Passage to read: Begin
Today I am thankful for Ibuprofen and Visine.

November 14th, 2007

It is Day 14 into the madness that is NaNoWriMo.

My back, arms and wrists hurt. My ever-widening ass is numb and imprinted with the mesh of my chair pad. My eyes feel like they’ve been laid out to dry in the sun and buffed with sandpaper.

On weekends, I spend six hours minimum in front of my computer. On weekdays, I sit at my computer for two hours in the mornings, before I go to work and sit at their computer for eight hours.

And now, my employer just made overtime mandatory. So now I must add an additional five hours to the ten a day I’m already sitting.

As my saintly supporter1 Kevin would say, let’s do the math.

Eleven hours per day, five days per week. On weekends, six hours per day.

That’s 67 hours per week sitting at my computer.
Passage to read: End
The data: Begin
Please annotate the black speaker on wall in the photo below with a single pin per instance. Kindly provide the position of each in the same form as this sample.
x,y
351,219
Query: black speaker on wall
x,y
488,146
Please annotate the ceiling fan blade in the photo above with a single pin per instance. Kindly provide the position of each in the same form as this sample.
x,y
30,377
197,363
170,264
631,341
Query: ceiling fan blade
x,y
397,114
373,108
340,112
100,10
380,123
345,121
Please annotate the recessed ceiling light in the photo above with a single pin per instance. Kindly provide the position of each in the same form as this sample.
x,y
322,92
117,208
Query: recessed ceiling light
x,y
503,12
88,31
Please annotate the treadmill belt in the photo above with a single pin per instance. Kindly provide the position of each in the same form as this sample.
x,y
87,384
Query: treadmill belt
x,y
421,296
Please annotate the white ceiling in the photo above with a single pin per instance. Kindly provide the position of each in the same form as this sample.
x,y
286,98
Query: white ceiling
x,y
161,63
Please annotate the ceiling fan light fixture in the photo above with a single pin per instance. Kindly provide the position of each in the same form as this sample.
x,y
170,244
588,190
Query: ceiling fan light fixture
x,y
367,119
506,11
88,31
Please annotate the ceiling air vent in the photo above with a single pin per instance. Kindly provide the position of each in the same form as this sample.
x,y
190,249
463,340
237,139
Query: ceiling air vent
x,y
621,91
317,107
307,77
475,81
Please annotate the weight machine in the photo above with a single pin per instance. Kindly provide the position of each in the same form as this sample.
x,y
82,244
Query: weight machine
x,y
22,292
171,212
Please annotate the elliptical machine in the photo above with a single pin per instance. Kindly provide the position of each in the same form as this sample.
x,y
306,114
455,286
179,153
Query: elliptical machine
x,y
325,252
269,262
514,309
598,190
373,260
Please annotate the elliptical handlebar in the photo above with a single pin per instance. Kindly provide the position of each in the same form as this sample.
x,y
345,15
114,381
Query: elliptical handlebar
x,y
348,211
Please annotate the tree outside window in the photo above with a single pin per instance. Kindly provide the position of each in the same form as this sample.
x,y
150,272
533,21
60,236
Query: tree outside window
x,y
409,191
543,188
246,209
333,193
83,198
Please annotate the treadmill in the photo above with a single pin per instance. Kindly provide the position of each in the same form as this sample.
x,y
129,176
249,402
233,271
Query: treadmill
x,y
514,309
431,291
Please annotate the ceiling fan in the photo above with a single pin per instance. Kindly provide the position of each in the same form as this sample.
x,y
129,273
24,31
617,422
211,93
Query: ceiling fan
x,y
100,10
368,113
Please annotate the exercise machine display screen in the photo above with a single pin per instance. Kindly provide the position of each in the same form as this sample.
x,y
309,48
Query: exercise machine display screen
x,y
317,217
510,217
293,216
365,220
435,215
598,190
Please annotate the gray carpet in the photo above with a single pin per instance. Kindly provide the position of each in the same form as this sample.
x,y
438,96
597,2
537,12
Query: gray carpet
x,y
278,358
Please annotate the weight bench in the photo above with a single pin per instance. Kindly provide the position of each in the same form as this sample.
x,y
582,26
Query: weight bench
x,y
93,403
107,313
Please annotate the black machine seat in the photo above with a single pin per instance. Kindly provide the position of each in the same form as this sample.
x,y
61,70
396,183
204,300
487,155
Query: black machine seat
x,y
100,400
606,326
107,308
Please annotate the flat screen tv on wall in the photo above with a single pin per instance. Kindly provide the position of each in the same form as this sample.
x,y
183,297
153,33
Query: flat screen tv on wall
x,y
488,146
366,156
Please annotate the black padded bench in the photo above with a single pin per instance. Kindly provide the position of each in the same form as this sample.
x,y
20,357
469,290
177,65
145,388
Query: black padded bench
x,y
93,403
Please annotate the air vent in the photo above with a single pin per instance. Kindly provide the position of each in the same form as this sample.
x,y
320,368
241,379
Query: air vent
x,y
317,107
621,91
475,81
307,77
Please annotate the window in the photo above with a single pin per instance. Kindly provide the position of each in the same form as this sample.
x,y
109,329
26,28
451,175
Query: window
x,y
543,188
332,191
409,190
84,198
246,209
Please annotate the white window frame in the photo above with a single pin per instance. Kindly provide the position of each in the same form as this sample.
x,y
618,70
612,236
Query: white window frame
The data: End
### [Problem details]
According to the NaNoWriMo blog entry, how many hours per week does the writer spend sitting at a computer? Answer from the text alone; the items play no part.

### [Answer]
67 hours per week.